| WORK INSTRUCTION 1 |
In the passage about the DAU films, which Russian director's production of Six Characters in Search of an Author did Khrzhanovsky say he was indebted to?
| WORK INSTRUCTION 2 |
Duplicate the stretch of the passage about the DAU films from "In addition, Khrzanovsky" through "with great tenderness.".
| WORK INSTRUCTION 3 |
List every person named in the passage about the DAU films other than Khrzhanovsky.
*** EXTRACTED TEXT ***
In addition, Khrzanovsky noted that James Fallon, the well-known brain specialist featured in the scene in which the children undergo these fictional experiments, gave an interview in which he commented on how nurses that accompanied children to the set treated their charges with great tenderness.
In many respects, the furor over this brief scene pinpoints the tendency of the DAU films to literalize the blurred boundaries that have emerged in recent years between fiction and documentary. On the one hand, there is the tendency of observers to confuse representation of atrocities with atrocities themselves. On the other hand, it is also difficult to refute the notion that Khrzhanovsky’s desire to imbue fictional premises with a hyper-real, immersive intensity, his conception of cinema as a vast laboratory in which actors merge their own identities with their characters, often inhabits an ethically grey area. In our correspondence, Khrzhanovsky acknowledged his debt to the Russian director Anatoly Vasiliev’s innovative production of Luigi Pirandello’s Six Characters in Search of an Author. Pirandello’s work embodies the modernist predilection for fusing art and life, a tradition that is discernible in a Russian theatrical tradition that can be traced back to the non-naturalistic experiments of Vsevolod Meyerhold that emphasize extreme physicality. For skeptical observers, the question remains as to whether Khrzhanovsky’s techniques transgress ethical red lines or continue a tradition of legitimately audacious artistic experimentation.
*** DATA BELOW ***
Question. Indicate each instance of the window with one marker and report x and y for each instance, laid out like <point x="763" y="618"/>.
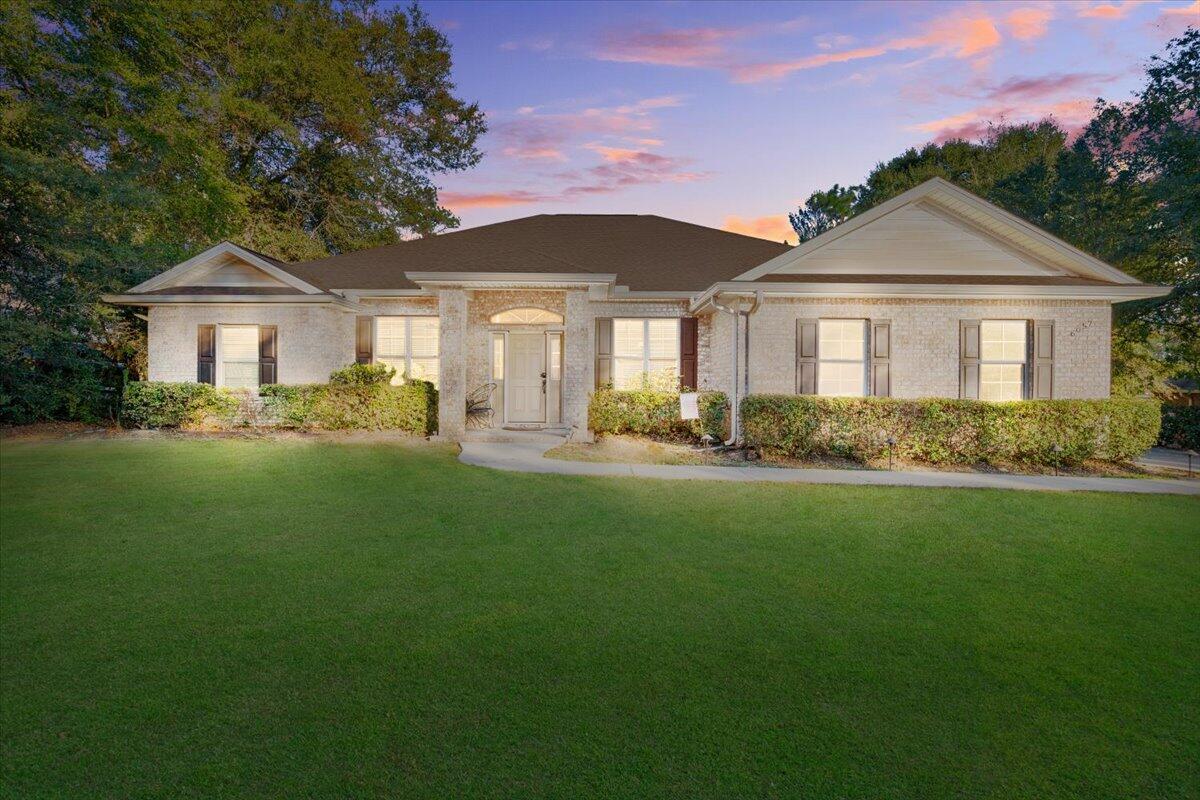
***
| OUTPUT 1 |
Anatoly Vasiliev

| OUTPUT 2 |
In addition, Khrzanovsky noted that James Fallon, the well-known brain specialist featured in the scene in which the children undergo these fictional experiments, gave an interview in which he commented on how nurses that accompanied children to the set treated their charges with great tenderness.

| OUTPUT 3 |
James Fallon, Anatoly Vasiliev, Luigi Pirandello, Vsevolod Meyerhold